Only one stretch of the listing below is wanted. Give it again exactly, from the line with "Target: light wood floor" through the line with "Target: white window blind".

---------- EXERCISE MATERIALS ----------

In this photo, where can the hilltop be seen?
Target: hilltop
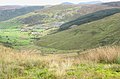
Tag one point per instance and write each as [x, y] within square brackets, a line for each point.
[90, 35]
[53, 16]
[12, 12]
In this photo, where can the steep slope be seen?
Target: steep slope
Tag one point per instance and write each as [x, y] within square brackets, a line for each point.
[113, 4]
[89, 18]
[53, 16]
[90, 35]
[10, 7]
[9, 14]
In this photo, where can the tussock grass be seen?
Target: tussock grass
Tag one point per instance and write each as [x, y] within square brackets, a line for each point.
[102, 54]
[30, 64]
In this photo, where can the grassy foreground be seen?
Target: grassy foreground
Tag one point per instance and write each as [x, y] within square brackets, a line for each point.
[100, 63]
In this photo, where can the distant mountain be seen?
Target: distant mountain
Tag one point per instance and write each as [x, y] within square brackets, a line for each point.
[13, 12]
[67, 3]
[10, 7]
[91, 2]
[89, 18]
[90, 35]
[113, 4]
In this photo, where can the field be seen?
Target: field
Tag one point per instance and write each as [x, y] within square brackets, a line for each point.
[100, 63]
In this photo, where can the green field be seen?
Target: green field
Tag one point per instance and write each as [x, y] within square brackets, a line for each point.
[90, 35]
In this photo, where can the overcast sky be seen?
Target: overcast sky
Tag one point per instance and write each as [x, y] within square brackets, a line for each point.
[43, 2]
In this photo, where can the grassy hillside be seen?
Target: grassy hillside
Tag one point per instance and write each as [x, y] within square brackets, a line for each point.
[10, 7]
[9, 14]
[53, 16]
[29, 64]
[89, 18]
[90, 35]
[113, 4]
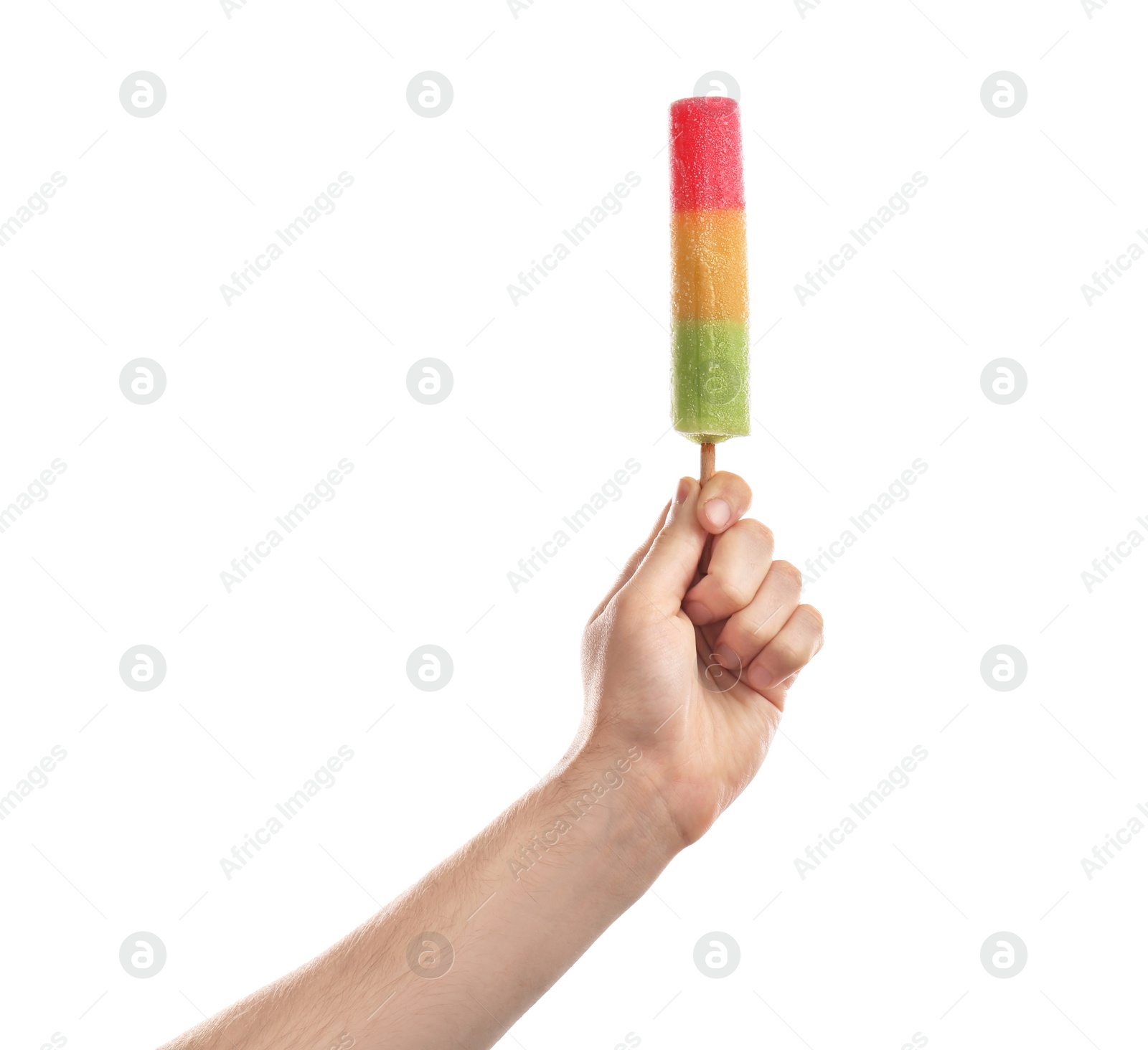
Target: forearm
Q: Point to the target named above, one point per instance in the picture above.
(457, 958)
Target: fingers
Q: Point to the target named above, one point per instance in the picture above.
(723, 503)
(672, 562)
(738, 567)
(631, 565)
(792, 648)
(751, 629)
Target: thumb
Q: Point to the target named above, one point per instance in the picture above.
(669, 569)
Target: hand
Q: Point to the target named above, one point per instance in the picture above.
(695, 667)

----------
---------- EXERCISE MATERIALS ----------

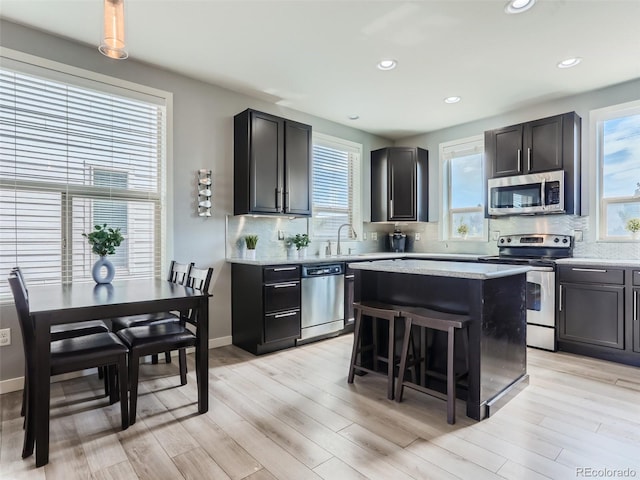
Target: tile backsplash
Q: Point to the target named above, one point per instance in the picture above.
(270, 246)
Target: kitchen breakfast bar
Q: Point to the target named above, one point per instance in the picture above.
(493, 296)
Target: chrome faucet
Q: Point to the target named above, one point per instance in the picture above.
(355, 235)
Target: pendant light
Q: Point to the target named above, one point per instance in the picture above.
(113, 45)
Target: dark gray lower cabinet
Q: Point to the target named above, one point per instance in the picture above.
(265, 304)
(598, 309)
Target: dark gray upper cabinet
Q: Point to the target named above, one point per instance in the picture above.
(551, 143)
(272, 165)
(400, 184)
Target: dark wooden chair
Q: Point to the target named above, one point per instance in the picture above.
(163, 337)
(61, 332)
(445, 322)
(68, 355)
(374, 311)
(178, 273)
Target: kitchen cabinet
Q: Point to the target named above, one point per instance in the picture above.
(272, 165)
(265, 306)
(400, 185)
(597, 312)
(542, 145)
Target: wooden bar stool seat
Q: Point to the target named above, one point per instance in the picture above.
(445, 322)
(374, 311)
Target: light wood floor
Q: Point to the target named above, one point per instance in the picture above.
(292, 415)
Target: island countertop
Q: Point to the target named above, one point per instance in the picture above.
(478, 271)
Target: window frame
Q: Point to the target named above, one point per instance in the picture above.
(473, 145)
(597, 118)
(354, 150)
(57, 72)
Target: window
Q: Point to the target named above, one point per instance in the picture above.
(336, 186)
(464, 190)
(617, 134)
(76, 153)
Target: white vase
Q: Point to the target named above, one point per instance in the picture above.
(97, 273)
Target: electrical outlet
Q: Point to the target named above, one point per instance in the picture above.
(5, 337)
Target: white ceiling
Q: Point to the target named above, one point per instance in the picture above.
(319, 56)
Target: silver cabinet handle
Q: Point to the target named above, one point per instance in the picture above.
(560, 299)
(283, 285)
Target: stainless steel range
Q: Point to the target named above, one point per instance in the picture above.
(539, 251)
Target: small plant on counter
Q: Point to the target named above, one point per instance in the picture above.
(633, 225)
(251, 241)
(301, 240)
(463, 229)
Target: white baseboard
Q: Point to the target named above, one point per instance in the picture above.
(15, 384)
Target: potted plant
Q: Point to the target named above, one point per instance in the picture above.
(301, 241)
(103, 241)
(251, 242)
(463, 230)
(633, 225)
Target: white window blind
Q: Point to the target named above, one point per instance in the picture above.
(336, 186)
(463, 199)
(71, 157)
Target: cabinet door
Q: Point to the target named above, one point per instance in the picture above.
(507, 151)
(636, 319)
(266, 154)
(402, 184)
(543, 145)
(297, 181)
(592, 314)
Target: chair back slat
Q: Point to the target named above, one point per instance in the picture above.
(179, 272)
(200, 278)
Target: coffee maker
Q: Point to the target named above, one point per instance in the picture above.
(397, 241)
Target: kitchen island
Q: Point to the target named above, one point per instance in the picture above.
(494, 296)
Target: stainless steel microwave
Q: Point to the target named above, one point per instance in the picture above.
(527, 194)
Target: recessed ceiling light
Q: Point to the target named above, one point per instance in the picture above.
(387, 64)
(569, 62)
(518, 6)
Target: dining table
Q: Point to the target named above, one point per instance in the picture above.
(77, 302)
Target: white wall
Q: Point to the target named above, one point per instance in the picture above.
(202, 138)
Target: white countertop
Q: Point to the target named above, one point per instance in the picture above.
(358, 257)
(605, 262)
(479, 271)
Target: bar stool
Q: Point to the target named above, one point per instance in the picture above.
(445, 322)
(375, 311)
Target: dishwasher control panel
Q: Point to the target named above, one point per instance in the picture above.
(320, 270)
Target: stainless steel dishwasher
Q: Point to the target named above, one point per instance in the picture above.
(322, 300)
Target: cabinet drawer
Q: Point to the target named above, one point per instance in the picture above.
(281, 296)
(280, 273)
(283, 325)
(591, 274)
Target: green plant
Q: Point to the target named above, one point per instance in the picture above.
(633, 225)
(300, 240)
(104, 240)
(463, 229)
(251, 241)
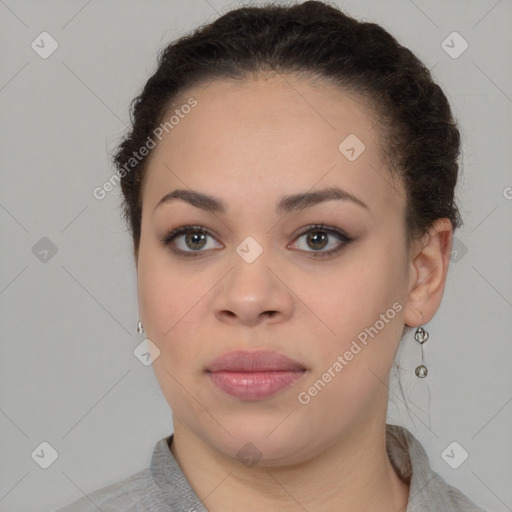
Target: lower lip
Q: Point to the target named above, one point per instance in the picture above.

----------

» TASK RESPONSE
Target: light wood floor
Q: Point to the target named above, one point per instance in the picture above.
(292, 415)
Target: island countertop
Q: Point to the target named above, one point per instance in the picture above.
(478, 271)
Target: window frame
Q: Point to the target named above, one point per instance in the picture above.
(473, 145)
(597, 118)
(354, 150)
(57, 72)
Target: window
Q: Point to the target named above, one point per instance in the picture above.
(336, 186)
(464, 190)
(617, 134)
(76, 153)
Target: white vase
Q: Point to the target named above, one point per instance in the picture above.
(97, 273)
Target: electrical outlet
Q: Point to the target named above, one point per instance in the picture above.
(5, 337)
Target: white ceiling
Q: Point to the target named above, one point per instance in the picture above.
(319, 56)
Target: silver cabinet handle
Q: Point to the target named above, one point per instance in the picture above.
(560, 299)
(283, 285)
Target: stainless steel range
Q: Point to the target named above, one point per instance in the picture above.
(539, 251)
Target: small plant on counter
Q: Point to the target named above, one point per instance in the picture above.
(633, 225)
(251, 241)
(301, 240)
(463, 229)
Target: white baseboard
Q: Point to the target named above, one point per instance in the picture above.
(15, 384)
Target: potted plant
Q: Point to the target named above, one point per instance in the picture above.
(301, 241)
(103, 241)
(251, 242)
(463, 230)
(633, 225)
Target: white window blind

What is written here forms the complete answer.